◆ **Goal of the exercise**: Give back only the lines in the records below from the one with "Point out the dog's muzzle" to the one with "Target: dog's muzzle", both inclusive, word for word.

[Data supplied Boundary: Start]

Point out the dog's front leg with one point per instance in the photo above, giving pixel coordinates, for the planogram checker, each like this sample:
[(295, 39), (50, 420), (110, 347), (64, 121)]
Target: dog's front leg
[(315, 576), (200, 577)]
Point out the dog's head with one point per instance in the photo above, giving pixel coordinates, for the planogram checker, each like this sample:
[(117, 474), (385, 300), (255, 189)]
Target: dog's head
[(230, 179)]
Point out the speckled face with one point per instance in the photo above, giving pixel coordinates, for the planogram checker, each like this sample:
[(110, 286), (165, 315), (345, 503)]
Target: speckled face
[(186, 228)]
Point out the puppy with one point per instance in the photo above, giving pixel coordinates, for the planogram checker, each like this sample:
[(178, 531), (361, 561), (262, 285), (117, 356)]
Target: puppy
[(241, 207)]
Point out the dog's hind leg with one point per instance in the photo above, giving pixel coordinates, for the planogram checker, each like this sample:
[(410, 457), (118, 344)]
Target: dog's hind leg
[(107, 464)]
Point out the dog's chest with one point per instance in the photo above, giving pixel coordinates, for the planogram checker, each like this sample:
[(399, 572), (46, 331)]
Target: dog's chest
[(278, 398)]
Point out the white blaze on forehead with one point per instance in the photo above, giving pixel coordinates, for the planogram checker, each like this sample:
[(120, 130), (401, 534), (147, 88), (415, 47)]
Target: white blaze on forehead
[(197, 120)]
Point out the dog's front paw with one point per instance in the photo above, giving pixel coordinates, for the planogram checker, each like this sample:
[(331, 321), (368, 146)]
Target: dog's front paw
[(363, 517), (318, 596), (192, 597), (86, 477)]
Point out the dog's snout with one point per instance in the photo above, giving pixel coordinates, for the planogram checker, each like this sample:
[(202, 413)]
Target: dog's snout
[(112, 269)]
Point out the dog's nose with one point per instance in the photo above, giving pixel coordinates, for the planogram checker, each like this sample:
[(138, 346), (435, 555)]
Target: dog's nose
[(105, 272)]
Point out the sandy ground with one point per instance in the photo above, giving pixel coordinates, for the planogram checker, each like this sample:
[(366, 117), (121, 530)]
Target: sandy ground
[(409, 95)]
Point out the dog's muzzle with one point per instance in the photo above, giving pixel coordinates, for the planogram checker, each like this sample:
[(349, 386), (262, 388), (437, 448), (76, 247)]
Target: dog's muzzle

[Data supplied Boundary: End]
[Data supplied Boundary: Start]

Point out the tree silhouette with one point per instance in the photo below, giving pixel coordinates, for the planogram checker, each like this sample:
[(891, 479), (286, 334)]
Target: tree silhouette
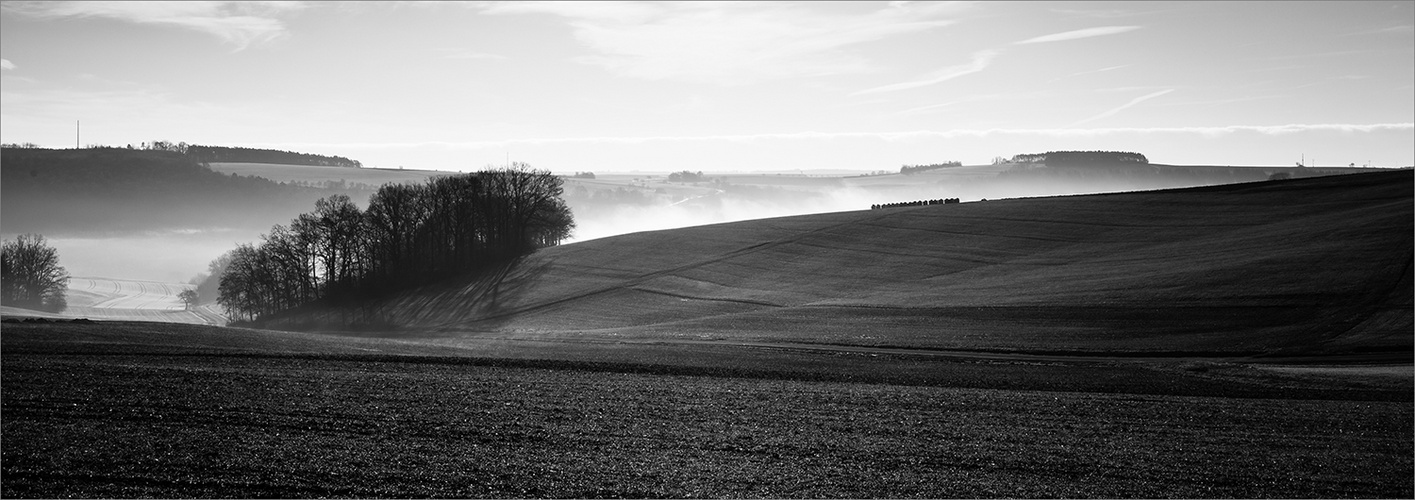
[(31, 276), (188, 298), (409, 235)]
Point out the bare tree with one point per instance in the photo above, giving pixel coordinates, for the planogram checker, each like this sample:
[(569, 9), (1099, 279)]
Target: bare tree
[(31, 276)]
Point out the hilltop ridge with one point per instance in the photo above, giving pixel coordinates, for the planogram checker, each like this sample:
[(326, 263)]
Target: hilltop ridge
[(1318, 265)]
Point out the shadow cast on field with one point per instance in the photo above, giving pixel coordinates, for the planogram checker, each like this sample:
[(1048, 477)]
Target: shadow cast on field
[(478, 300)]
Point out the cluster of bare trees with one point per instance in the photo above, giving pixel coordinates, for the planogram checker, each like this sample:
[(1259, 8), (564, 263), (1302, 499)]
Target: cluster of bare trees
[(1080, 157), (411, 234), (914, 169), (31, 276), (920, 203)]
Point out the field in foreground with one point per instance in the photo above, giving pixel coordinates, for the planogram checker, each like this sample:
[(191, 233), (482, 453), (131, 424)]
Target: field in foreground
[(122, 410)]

[Data supplied Boundary: End]

◆ **Task output**:
Point out the dog's muzzle with one point per instance in the photo above, giving pixel coordinates, for the planogram checker, each like this sample:
[(349, 386), (262, 388), (437, 448), (76, 247)]
Target: dog's muzzle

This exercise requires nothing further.